### Problem description
Copy every line of the items below word for word, leaving out the pictures.

### Material for the task
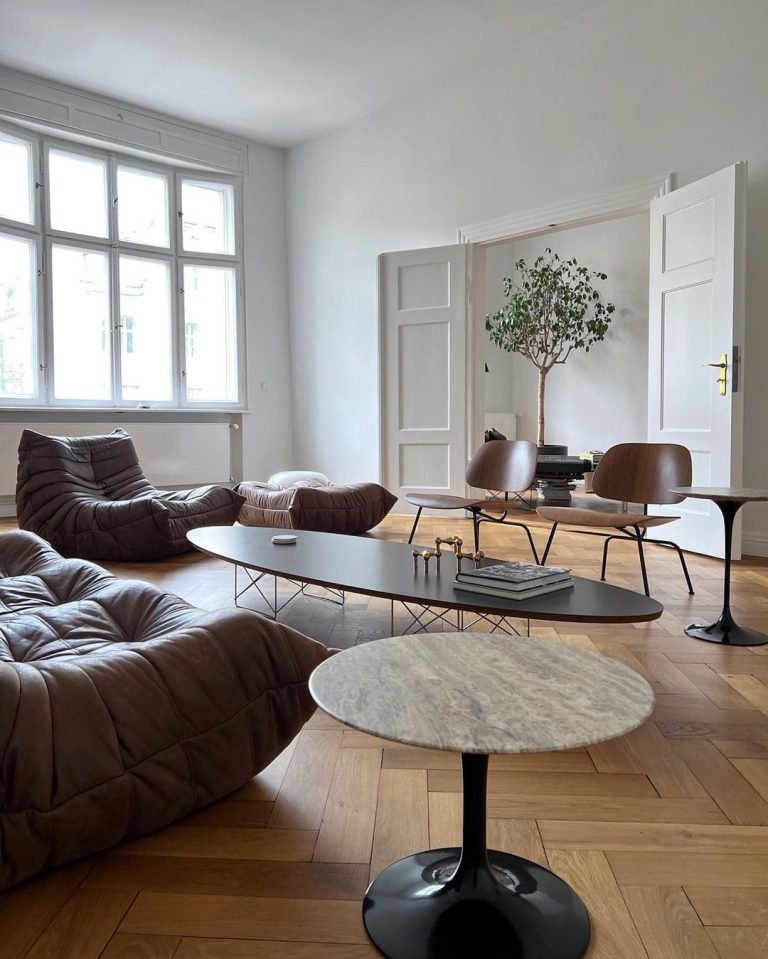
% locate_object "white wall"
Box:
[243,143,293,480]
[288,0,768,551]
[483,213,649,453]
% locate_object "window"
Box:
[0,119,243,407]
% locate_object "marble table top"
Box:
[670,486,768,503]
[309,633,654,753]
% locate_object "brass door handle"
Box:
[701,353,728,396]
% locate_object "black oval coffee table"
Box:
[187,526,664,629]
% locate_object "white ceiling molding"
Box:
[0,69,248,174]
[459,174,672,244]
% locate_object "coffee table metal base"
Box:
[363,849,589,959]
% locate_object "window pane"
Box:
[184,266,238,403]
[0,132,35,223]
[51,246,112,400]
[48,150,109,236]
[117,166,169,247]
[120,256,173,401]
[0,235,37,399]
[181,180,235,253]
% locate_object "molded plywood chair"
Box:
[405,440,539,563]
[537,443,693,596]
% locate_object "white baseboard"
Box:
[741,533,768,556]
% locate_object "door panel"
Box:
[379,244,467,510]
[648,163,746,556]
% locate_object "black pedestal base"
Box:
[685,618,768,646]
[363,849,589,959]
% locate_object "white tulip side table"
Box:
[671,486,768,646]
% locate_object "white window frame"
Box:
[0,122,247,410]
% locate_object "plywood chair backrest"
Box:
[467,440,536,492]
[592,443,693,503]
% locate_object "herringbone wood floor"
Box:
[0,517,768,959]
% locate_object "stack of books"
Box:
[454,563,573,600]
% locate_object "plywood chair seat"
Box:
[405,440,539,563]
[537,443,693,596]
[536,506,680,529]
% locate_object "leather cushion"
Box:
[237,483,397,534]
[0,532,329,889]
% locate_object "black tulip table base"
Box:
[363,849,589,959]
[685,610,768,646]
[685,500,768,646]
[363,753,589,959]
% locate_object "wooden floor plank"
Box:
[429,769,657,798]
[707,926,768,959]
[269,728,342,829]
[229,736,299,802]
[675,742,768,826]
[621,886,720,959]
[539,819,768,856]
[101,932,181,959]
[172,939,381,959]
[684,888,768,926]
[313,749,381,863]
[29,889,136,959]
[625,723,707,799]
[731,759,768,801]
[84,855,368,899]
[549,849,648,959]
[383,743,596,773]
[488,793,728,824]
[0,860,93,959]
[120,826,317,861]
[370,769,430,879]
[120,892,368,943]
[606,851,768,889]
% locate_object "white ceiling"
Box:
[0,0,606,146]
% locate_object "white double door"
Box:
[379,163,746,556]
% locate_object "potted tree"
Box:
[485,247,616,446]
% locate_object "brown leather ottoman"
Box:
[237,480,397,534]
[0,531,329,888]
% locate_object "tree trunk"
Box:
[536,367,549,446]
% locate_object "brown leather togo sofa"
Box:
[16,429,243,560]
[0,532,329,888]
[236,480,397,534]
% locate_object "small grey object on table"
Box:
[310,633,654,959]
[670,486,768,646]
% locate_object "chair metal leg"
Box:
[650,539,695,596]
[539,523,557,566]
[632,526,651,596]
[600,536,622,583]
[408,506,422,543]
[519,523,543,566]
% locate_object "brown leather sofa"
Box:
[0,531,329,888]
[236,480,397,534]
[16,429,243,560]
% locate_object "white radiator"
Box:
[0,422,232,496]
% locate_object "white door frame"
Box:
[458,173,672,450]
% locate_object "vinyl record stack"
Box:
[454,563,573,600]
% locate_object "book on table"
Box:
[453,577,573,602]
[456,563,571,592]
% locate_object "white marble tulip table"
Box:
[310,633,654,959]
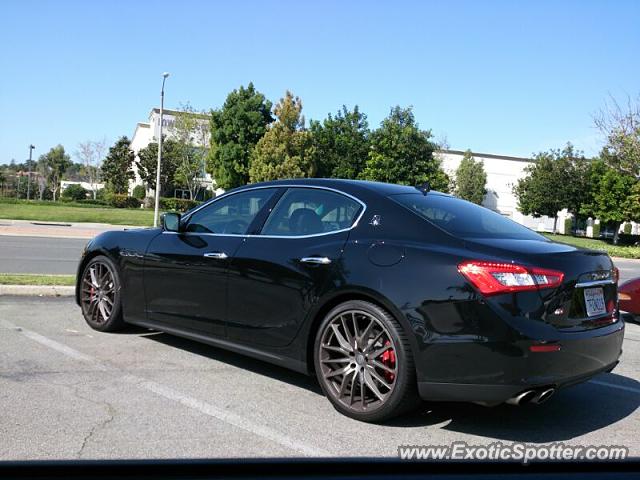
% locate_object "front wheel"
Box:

### Solution to the problem
% locate_object "white wall"
Box:
[243,143,293,480]
[288,0,768,551]
[483,213,649,453]
% locate_object "window"
Box:
[0,119,243,407]
% locate_object "marble table top"
Box:
[670,486,768,503]
[309,633,654,753]
% locate_object "brass door handle"
Box:
[701,353,728,396]
% locate_object "black oval coffee table"
Box:
[187,526,664,629]
% locate_object "white ceiling molding"
Box:
[0,69,248,174]
[459,174,672,244]
% locate_object "coffee table metal base"
Box:
[363,849,589,959]
% locate_object "window pane"
Box:
[184,266,238,403]
[0,132,35,223]
[51,246,112,400]
[48,150,109,236]
[117,166,169,247]
[120,256,173,401]
[0,235,37,399]
[181,180,235,253]
% locate_object "molded plywood chair"
Box:
[405,440,539,563]
[537,443,693,596]
% locate_object "white baseboard"
Box:
[741,533,768,556]
% locate_object "door panel"
Box:
[379,244,467,510]
[648,163,746,556]
% locate_object "black pedestal base"
Box:
[685,618,768,646]
[363,849,589,959]
% locate_object "white tulip side table"
Box:
[671,486,768,646]
% locate_object "white window frame"
Box:
[0,122,247,410]
% locate_object "plywood chair backrest"
Box:
[467,440,536,492]
[592,443,693,503]
% locate_object "herringbone wood floor"
Box:
[0,517,768,959]
% locate_object "stack of books"
Box:
[454,563,573,600]
% locate_object "plywood chair seat"
Box:
[405,440,539,563]
[537,443,693,596]
[536,506,680,529]
% locate_object "leather cushion"
Box:
[237,483,397,534]
[0,532,329,889]
% locate_object "black tulip table base"
Box:
[363,849,589,959]
[685,610,768,646]
[685,500,768,646]
[363,753,589,959]
% locate_object "wooden floor plank"
Box:
[429,769,657,798]
[707,926,768,959]
[269,728,342,829]
[229,736,299,802]
[675,742,768,826]
[621,886,720,959]
[539,819,768,856]
[101,932,181,959]
[172,939,381,959]
[684,888,768,926]
[313,749,381,863]
[29,889,136,959]
[625,723,707,799]
[731,759,768,801]
[84,855,368,899]
[549,849,648,959]
[383,743,596,773]
[488,793,728,824]
[0,860,93,959]
[120,826,317,861]
[370,769,430,879]
[120,892,368,943]
[606,851,768,889]
% locate_object "white ceiling"
Box:
[0,0,606,146]
% locate_object "white double door"
Box:
[379,163,746,556]
% locate_object "potted tree"
Box:
[485,247,616,446]
% locate_object "brown leather ottoman"
Box:
[237,480,397,534]
[0,531,329,888]
% locate_object "tree trunk"
Box:
[536,367,549,446]
% locate_object "brown leather togo sofa"
Box:
[16,429,243,560]
[0,532,329,888]
[236,480,397,534]
% locate_object "small grey object on table"
Box:
[310,633,654,959]
[670,486,768,646]
% locate_object "chair metal leg"
Box:
[650,539,695,596]
[539,523,557,566]
[632,526,651,596]
[600,536,622,583]
[408,506,422,543]
[519,523,543,566]
% locate_object "brown leather sofa"
Box:
[0,531,329,888]
[236,480,397,534]
[16,429,243,560]
% locate_object "white radiator"
Box:
[0,422,232,496]
% locate_object "white door frame"
Box:
[458,173,672,450]
% locate_object "vinyl record stack"
Box:
[454,563,573,600]
% locate_object "book on table"
Box:
[453,577,573,602]
[456,563,571,592]
% locate_object "white marble tulip table"
Box:
[310,633,654,959]
% locate_object "front wheel"
Box:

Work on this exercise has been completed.